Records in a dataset
------------------------------------------------------------

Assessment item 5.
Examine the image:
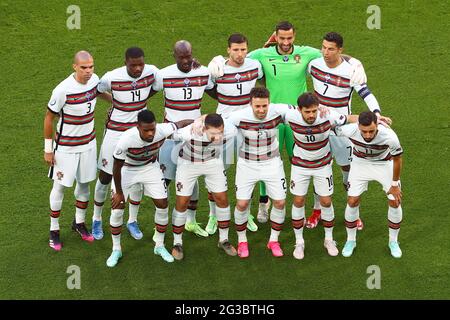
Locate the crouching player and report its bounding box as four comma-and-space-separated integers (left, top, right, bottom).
106, 110, 193, 267
227, 87, 293, 258
172, 113, 237, 260
285, 92, 358, 259
336, 111, 403, 258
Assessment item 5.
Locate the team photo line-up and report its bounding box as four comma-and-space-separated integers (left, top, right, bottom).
44, 21, 403, 267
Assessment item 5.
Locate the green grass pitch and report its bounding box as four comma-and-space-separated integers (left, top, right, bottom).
0, 0, 450, 299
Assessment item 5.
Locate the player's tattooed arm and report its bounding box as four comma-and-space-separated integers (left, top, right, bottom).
148, 88, 159, 98
111, 158, 125, 209
175, 119, 194, 129
192, 58, 202, 69
98, 92, 112, 102
388, 154, 402, 206
44, 110, 58, 166
205, 85, 218, 100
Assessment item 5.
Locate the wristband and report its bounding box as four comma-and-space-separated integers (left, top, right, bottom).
44, 139, 53, 153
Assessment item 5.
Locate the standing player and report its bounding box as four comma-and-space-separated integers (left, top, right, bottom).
44, 51, 105, 251
106, 110, 192, 267
205, 33, 264, 234
208, 21, 365, 222
153, 40, 214, 237
306, 32, 391, 230
285, 92, 358, 259
172, 113, 237, 260
227, 87, 293, 258
92, 47, 158, 240
336, 111, 403, 258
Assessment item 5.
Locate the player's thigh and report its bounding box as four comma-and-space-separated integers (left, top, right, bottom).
261, 158, 287, 200
142, 164, 167, 199
373, 161, 394, 193
290, 165, 311, 196
347, 161, 374, 197
313, 163, 334, 197
235, 159, 260, 200
278, 123, 286, 151
175, 163, 202, 197
76, 147, 97, 183
204, 161, 227, 193
48, 150, 80, 187
97, 130, 120, 175
329, 135, 353, 167
159, 139, 181, 180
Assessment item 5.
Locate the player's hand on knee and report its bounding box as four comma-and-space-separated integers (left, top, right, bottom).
376, 113, 392, 128
192, 58, 202, 69
348, 58, 367, 86
208, 56, 226, 78
44, 152, 56, 166
318, 106, 330, 118
111, 192, 125, 209
264, 31, 277, 48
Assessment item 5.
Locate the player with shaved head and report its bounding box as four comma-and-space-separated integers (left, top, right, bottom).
153, 40, 214, 240
44, 51, 109, 251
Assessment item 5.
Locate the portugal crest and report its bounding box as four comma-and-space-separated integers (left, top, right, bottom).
56, 171, 64, 181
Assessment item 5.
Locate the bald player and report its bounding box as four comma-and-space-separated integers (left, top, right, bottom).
44, 51, 111, 251
153, 40, 214, 237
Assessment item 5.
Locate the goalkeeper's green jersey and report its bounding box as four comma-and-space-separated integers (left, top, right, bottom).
248, 46, 322, 105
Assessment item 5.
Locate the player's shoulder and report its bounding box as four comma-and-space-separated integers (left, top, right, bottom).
158, 64, 181, 76
244, 58, 261, 68
378, 124, 398, 140
144, 64, 159, 73
294, 45, 320, 54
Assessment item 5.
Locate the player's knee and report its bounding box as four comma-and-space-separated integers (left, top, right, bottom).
273, 200, 286, 210
98, 170, 112, 185
347, 197, 359, 208
389, 200, 400, 209
187, 200, 198, 210
293, 196, 305, 208
236, 200, 249, 212
153, 198, 169, 209
320, 197, 331, 208
74, 183, 89, 201
214, 194, 228, 208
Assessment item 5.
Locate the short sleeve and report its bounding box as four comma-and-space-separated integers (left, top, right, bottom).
205, 71, 215, 90
172, 125, 192, 141
256, 61, 264, 79
157, 122, 177, 138
389, 130, 403, 156
334, 123, 358, 138
97, 72, 111, 93
328, 108, 347, 126
47, 87, 66, 114
152, 70, 163, 91
113, 135, 128, 160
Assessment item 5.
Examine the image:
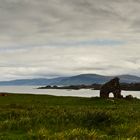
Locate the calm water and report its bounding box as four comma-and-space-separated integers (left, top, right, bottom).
0, 86, 140, 98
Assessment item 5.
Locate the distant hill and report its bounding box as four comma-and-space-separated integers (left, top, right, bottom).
0, 74, 140, 86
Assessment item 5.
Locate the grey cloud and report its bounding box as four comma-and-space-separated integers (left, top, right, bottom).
0, 0, 140, 79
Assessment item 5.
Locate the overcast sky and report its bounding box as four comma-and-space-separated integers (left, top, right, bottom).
0, 0, 140, 81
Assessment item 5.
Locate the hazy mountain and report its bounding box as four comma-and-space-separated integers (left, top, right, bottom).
0, 74, 140, 86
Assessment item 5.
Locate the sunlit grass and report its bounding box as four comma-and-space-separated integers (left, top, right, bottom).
0, 95, 140, 140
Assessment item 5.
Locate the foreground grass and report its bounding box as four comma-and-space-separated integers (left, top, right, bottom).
0, 94, 140, 140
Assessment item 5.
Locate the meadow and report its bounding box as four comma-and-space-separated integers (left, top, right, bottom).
0, 94, 140, 140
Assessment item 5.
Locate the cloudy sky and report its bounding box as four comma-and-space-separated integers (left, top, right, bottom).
0, 0, 140, 81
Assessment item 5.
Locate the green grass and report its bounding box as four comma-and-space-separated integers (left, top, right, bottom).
0, 94, 140, 140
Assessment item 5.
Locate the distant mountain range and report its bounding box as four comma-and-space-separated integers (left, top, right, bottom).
0, 74, 140, 86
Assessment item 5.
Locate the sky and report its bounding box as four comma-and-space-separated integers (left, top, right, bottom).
0, 0, 140, 81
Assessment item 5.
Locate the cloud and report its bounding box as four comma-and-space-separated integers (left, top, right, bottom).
0, 0, 140, 79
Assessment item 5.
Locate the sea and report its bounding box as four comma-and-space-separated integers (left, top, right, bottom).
0, 86, 140, 99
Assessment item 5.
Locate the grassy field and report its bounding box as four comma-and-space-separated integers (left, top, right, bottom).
0, 94, 140, 140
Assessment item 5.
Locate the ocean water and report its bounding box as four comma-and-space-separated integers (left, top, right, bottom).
0, 86, 140, 98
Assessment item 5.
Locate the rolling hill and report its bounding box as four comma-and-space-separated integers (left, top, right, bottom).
0, 74, 140, 86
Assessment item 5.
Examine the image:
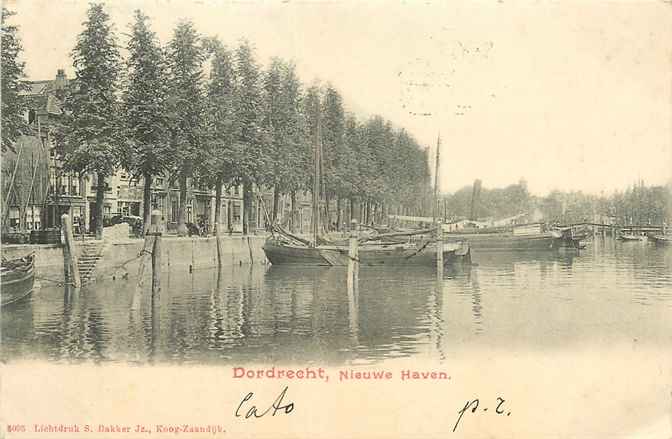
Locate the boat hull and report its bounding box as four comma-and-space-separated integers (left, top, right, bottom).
444, 233, 563, 254
649, 235, 672, 245
263, 240, 470, 266
0, 256, 35, 306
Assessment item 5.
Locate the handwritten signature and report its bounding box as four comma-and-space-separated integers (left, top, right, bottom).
236, 387, 294, 419
453, 396, 511, 433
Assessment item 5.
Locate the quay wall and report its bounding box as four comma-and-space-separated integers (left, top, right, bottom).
2, 235, 267, 282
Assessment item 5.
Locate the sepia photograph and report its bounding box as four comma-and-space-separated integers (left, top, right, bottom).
0, 0, 672, 439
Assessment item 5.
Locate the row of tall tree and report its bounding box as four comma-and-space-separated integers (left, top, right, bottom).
442, 181, 672, 225
3, 4, 429, 239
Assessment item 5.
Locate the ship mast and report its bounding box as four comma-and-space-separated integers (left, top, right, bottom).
432, 133, 441, 225
313, 106, 322, 247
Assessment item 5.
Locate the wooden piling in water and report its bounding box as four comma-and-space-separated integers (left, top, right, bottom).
348, 219, 359, 263
61, 213, 82, 288
436, 220, 443, 270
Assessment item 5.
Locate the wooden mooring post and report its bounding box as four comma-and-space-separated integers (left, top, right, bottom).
131, 210, 162, 310
346, 219, 359, 312
436, 220, 443, 272
150, 210, 163, 300
348, 219, 359, 263
61, 213, 82, 288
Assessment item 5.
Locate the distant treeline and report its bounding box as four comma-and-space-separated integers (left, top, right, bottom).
443, 181, 672, 224
2, 3, 430, 241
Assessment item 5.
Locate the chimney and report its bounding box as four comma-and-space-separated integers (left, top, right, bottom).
54, 69, 68, 90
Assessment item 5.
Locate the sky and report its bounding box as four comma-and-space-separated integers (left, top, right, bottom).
4, 0, 672, 195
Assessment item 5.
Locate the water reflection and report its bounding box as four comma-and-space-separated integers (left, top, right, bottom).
2, 239, 672, 365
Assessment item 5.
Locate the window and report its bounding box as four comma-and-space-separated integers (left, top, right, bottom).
232, 203, 240, 223
9, 207, 19, 229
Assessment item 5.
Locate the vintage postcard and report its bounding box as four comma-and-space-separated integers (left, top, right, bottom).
0, 0, 672, 439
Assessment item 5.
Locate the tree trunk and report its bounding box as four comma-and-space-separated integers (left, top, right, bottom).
96, 172, 105, 239
364, 200, 371, 225
324, 191, 331, 232
243, 182, 252, 235
289, 191, 296, 233
336, 196, 341, 232
215, 176, 223, 268
269, 184, 280, 226
177, 172, 188, 236
226, 200, 233, 235
215, 176, 222, 230
142, 173, 152, 236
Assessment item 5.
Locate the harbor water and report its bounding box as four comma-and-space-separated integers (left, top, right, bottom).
1, 238, 672, 438
1, 239, 672, 365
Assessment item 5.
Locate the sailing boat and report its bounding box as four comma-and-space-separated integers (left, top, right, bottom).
263, 117, 470, 266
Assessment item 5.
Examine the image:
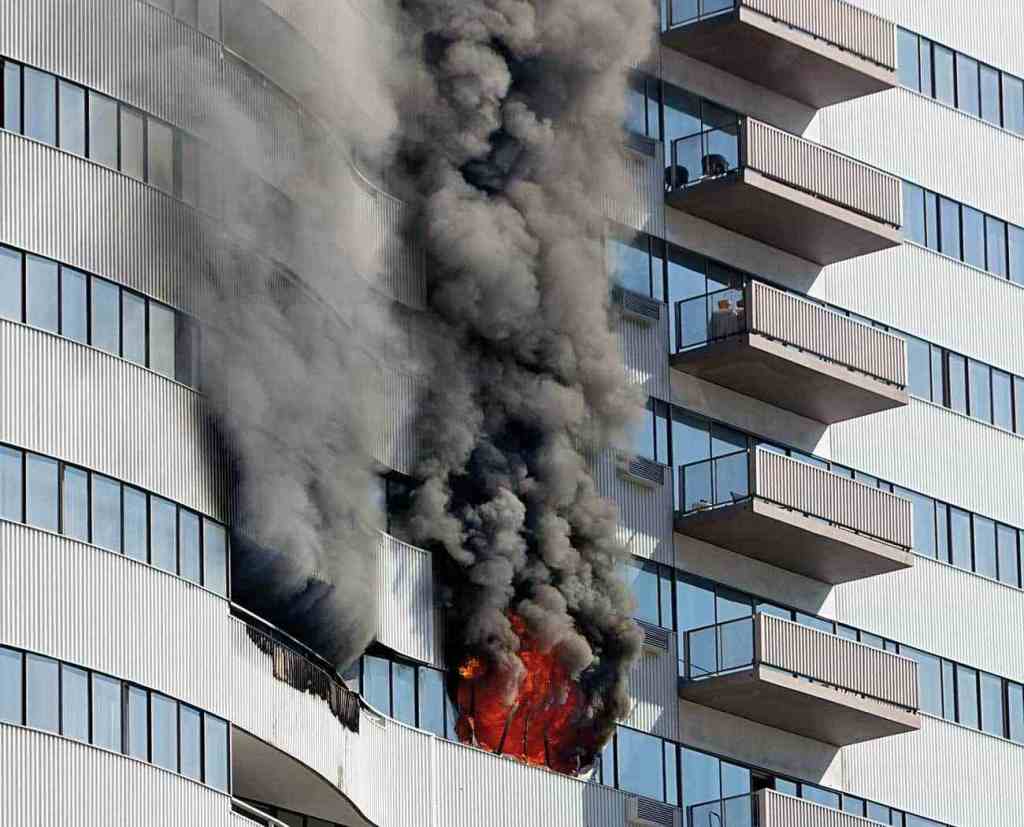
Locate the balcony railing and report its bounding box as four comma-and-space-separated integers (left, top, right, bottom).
683, 613, 920, 712
676, 280, 907, 388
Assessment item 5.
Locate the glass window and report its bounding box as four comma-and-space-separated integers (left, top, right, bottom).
60, 663, 89, 741
61, 466, 89, 542
150, 496, 178, 572
25, 453, 59, 531
203, 519, 227, 596
0, 445, 25, 523
178, 703, 203, 781
25, 67, 57, 144
25, 256, 59, 333
963, 207, 985, 270
939, 197, 961, 258
0, 247, 22, 321
121, 106, 145, 181
617, 727, 665, 801
903, 181, 927, 245
92, 674, 121, 752
980, 672, 1005, 737
1002, 75, 1024, 135
150, 692, 178, 772
3, 61, 22, 132
956, 54, 981, 115
25, 654, 60, 732
0, 646, 24, 724
932, 43, 956, 106
57, 81, 85, 156
90, 278, 121, 356
956, 663, 978, 729
203, 715, 228, 792
121, 290, 145, 364
89, 92, 118, 169
122, 485, 150, 563
968, 359, 992, 422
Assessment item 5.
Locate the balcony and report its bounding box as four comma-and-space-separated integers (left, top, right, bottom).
666, 118, 903, 265
685, 789, 901, 827
675, 446, 913, 583
671, 281, 909, 425
662, 0, 896, 108
679, 613, 921, 746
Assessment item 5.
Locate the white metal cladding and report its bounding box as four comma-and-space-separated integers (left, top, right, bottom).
754, 447, 913, 549
755, 614, 919, 709
0, 320, 229, 522
377, 532, 436, 663
750, 281, 907, 387
618, 305, 672, 399
623, 634, 680, 741
843, 715, 1024, 827
0, 522, 229, 717
819, 88, 1024, 224
742, 118, 903, 227
740, 0, 896, 69
591, 450, 675, 566
829, 397, 1024, 526
836, 557, 1024, 683
756, 789, 879, 827
0, 724, 234, 827
812, 244, 1024, 376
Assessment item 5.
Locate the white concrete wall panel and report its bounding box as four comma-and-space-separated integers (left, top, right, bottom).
0, 725, 234, 827
376, 533, 437, 663
0, 321, 229, 522
829, 398, 1024, 526
843, 715, 1024, 827
0, 523, 230, 716
836, 557, 1024, 683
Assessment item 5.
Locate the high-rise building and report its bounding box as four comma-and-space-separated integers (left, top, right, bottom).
0, 0, 1024, 827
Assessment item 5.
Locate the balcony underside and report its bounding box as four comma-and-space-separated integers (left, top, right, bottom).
662, 8, 896, 110
231, 727, 374, 827
671, 334, 909, 425
666, 169, 902, 265
675, 496, 913, 583
679, 666, 921, 746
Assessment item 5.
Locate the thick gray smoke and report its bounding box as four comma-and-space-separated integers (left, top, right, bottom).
395, 0, 655, 749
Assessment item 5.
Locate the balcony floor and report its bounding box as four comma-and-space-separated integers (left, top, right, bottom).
675, 496, 913, 584
679, 666, 921, 746
662, 8, 896, 110
670, 334, 909, 425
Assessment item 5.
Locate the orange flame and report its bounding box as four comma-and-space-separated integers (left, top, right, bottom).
456, 615, 594, 773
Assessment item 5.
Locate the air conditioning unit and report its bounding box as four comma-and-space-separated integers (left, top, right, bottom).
626, 798, 681, 827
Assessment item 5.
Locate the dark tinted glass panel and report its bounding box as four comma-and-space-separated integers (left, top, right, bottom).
90, 278, 121, 356
203, 715, 228, 791
25, 453, 57, 531
178, 703, 203, 781
89, 92, 118, 169
0, 445, 25, 523
203, 520, 227, 595
963, 207, 985, 269
25, 67, 57, 143
58, 81, 85, 156
61, 466, 89, 542
0, 646, 25, 724
92, 674, 121, 752
60, 663, 89, 741
25, 256, 58, 333
956, 54, 981, 115
25, 654, 60, 732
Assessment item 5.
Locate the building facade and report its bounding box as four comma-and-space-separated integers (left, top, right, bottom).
0, 0, 1024, 827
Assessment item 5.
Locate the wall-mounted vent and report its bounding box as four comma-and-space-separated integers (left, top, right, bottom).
626, 798, 680, 827
611, 287, 662, 324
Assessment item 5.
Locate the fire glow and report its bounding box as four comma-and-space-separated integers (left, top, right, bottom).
456, 615, 595, 775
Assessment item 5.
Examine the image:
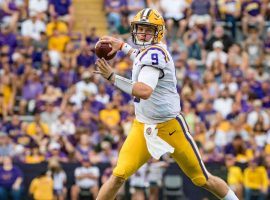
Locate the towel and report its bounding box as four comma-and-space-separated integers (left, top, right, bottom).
144, 124, 174, 160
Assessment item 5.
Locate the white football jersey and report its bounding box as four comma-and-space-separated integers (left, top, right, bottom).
132, 44, 180, 124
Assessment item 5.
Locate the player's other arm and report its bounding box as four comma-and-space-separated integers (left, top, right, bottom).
100, 36, 139, 60
111, 66, 160, 100
96, 59, 160, 100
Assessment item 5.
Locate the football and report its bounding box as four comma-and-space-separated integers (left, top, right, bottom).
95, 41, 116, 60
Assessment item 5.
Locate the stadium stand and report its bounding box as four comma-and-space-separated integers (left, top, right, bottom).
0, 0, 270, 200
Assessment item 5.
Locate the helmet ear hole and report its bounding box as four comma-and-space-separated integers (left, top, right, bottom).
131, 8, 165, 46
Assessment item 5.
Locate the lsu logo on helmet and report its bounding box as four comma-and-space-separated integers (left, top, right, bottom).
131, 8, 165, 45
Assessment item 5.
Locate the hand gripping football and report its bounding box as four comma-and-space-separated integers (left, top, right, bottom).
95, 41, 116, 60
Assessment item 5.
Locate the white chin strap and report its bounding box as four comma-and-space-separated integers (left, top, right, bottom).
135, 36, 154, 46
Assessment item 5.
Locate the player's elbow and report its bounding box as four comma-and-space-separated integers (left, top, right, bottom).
140, 91, 152, 100
133, 84, 153, 100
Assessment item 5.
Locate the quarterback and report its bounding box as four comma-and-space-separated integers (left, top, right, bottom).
96, 8, 238, 200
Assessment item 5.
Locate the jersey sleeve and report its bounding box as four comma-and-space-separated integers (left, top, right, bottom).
140, 46, 169, 70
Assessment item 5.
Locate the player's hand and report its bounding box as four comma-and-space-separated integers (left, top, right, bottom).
94, 58, 114, 83
100, 36, 124, 56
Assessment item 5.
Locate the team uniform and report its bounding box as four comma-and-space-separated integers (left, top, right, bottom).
113, 43, 208, 186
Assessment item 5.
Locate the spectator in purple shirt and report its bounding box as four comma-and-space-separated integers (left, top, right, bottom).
85, 27, 99, 49
57, 63, 77, 92
264, 27, 270, 67
20, 71, 43, 114
0, 157, 23, 200
242, 0, 264, 36
189, 0, 213, 36
49, 0, 74, 31
185, 59, 201, 83
0, 24, 17, 54
45, 142, 68, 162
0, 0, 19, 30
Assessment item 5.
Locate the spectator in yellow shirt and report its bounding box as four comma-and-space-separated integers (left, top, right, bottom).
100, 103, 121, 128
46, 14, 68, 37
26, 113, 50, 136
29, 172, 53, 200
48, 29, 70, 52
244, 158, 268, 200
225, 154, 243, 200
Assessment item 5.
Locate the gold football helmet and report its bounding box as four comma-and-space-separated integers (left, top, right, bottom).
131, 8, 165, 46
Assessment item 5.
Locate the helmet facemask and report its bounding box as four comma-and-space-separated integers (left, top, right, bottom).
131, 23, 159, 46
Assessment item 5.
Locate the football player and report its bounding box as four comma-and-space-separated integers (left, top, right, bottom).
96, 8, 238, 200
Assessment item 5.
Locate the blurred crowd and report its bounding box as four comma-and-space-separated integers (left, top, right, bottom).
0, 0, 270, 200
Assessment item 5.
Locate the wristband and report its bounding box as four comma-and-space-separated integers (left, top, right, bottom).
114, 74, 133, 94
107, 72, 114, 81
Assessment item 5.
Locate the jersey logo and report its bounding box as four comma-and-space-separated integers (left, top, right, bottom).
146, 127, 152, 135
169, 130, 176, 136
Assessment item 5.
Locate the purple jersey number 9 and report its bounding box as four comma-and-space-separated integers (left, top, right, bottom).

------------------------------------------------------------

Work required:
Put the lines into a Markdown table with the columns "Row" and "Line", starting with the first line and going on through the line with "205, 85, 218, 100". Skip blank lines and leave out the pictures.

Response:
| Row | Line |
|---|---|
| 1 | Assessment item 5. |
| 2 | Examine the image: |
| 3 | Locate the crouching player and report its bounding box as four comma-and-space-separated integers (left, top, right, bottom). |
| 4 | 106, 110, 193, 267 |
| 5 | 227, 87, 293, 258 |
| 6 | 172, 113, 237, 260 |
| 7 | 285, 92, 358, 259 |
| 8 | 336, 111, 403, 258 |
| 9 | Assessment item 5. |
| 10 | Locate the team photo line-up and report its bounding box as four comma-and-space-separated integers (left, top, right, bottom). |
| 11 | 44, 21, 403, 267 |
| 12 | Assessment item 5. |
| 13 | Locate the green grass pitch and report its bounding box as four comma-and-space-separated integers (left, top, right, bottom). |
| 14 | 0, 0, 450, 299 |
| 15 | Assessment item 5. |
| 16 | Locate the player's tattooed arm and report its bounding box as four comma-and-space-separated integers (left, top, right, bottom). |
| 17 | 148, 88, 159, 98 |
| 18 | 111, 158, 125, 209 |
| 19 | 175, 119, 194, 129 |
| 20 | 192, 58, 202, 69 |
| 21 | 98, 92, 112, 102 |
| 22 | 388, 154, 402, 206 |
| 23 | 44, 110, 58, 166 |
| 24 | 205, 85, 218, 100 |